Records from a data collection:
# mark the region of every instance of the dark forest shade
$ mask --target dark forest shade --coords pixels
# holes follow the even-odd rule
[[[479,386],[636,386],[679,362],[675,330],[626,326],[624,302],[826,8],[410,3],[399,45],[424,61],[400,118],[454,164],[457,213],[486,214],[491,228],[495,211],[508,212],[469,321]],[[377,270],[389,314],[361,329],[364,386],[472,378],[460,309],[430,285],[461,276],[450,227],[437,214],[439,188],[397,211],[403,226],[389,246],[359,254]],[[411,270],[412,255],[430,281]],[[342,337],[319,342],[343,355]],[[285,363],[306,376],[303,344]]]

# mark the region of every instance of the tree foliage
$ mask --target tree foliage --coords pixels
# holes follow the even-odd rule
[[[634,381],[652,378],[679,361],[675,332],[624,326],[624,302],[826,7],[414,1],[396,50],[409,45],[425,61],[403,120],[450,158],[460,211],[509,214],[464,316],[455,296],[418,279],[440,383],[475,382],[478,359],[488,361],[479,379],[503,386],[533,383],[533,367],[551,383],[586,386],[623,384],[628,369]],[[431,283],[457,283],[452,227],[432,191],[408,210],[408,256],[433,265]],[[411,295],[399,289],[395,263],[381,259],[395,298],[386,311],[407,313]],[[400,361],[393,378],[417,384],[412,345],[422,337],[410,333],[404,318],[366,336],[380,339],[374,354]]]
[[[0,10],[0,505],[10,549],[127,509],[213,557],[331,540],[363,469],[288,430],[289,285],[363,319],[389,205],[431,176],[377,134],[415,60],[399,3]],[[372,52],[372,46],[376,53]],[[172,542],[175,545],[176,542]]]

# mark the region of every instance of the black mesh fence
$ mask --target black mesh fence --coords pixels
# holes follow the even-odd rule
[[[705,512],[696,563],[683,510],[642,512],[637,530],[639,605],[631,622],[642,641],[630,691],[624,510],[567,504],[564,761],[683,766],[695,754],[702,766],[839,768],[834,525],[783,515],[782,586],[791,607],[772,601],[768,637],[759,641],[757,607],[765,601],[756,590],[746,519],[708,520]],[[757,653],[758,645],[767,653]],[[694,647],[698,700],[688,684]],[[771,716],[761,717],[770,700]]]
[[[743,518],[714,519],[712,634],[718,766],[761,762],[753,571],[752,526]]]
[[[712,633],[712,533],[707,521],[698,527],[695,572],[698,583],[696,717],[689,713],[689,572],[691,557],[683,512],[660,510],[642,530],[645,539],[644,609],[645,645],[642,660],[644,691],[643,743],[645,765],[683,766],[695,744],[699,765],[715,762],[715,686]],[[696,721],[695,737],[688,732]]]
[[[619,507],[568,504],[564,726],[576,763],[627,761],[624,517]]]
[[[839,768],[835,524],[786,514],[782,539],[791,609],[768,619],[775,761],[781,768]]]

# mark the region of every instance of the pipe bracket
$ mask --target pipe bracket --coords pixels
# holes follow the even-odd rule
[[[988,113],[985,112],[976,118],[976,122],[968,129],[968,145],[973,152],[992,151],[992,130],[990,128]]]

_What you will do:_ Can you transcribe every line of the data above verbatim, without changing a single character?

_Solved problem:_
# mark the region of every instance of the dark forest shade
$ mask --target dark forest shade --coords pixels
# holes follow the even-odd rule
[[[479,386],[636,386],[679,362],[675,330],[626,326],[624,302],[826,8],[410,3],[399,45],[424,61],[400,118],[454,164],[457,213],[486,214],[491,228],[495,211],[508,212],[469,321]],[[377,270],[389,314],[361,329],[364,386],[472,378],[460,309],[430,285],[461,276],[450,227],[437,214],[439,188],[397,211],[403,226],[389,246],[359,254]],[[411,270],[412,255],[430,281]],[[342,337],[319,342],[343,355]],[[285,363],[306,376],[303,344]]]

# mark the region of every instance of the tree foliage
$ mask --target tree foliage --coords pixels
# holes follow the even-odd rule
[[[634,381],[652,378],[679,361],[675,332],[624,326],[624,302],[826,7],[414,1],[396,50],[409,45],[425,61],[403,120],[450,158],[460,211],[509,214],[464,316],[455,296],[418,279],[440,383],[475,382],[478,359],[488,361],[479,379],[503,386],[533,383],[533,367],[551,383],[586,386],[623,384],[628,369]],[[431,283],[457,283],[452,227],[432,191],[408,210],[408,256],[433,265]],[[411,295],[399,289],[395,263],[381,259],[395,298],[386,311],[407,313]],[[400,361],[393,378],[417,384],[412,345],[422,337],[410,333],[404,318],[366,336],[380,339],[374,354]]]
[[[0,10],[0,505],[10,549],[127,509],[213,557],[331,540],[363,469],[288,430],[289,285],[363,319],[389,205],[431,176],[377,134],[415,60],[399,3]],[[372,52],[372,46],[376,53]],[[172,542],[175,545],[176,542]]]

# mark the region of every instance of the black mesh fence
$ mask --target black mesh fence --coords pixels
# holes follow the even-odd rule
[[[705,512],[696,563],[683,510],[642,512],[637,530],[639,605],[631,622],[642,641],[630,691],[624,510],[567,504],[564,761],[683,766],[695,754],[702,766],[839,768],[834,525],[783,515],[782,586],[791,607],[772,601],[768,637],[759,641],[757,607],[765,601],[756,590],[746,519],[708,520]],[[757,653],[758,645],[767,653]],[[694,647],[698,700],[688,684]],[[771,716],[761,717],[770,700]]]
[[[743,518],[714,519],[712,634],[718,766],[761,762],[753,571],[752,526]]]
[[[712,633],[712,533],[707,521],[698,527],[695,572],[698,583],[696,717],[689,713],[689,572],[691,557],[683,512],[660,510],[642,530],[645,539],[644,609],[645,645],[642,660],[644,691],[643,743],[645,765],[683,766],[695,744],[699,765],[715,762],[715,686]],[[696,721],[695,737],[688,732]]]
[[[619,507],[568,504],[564,726],[576,763],[627,761],[624,517]]]
[[[839,768],[835,524],[786,514],[782,539],[791,609],[768,619],[775,761],[781,768]]]

# mark the region of every instance of the pipe bracket
$ mask --target pipe bracket --coords pixels
# holes follow the even-odd rule
[[[988,113],[985,112],[976,118],[976,122],[968,129],[968,145],[973,152],[992,151],[992,130],[990,128]]]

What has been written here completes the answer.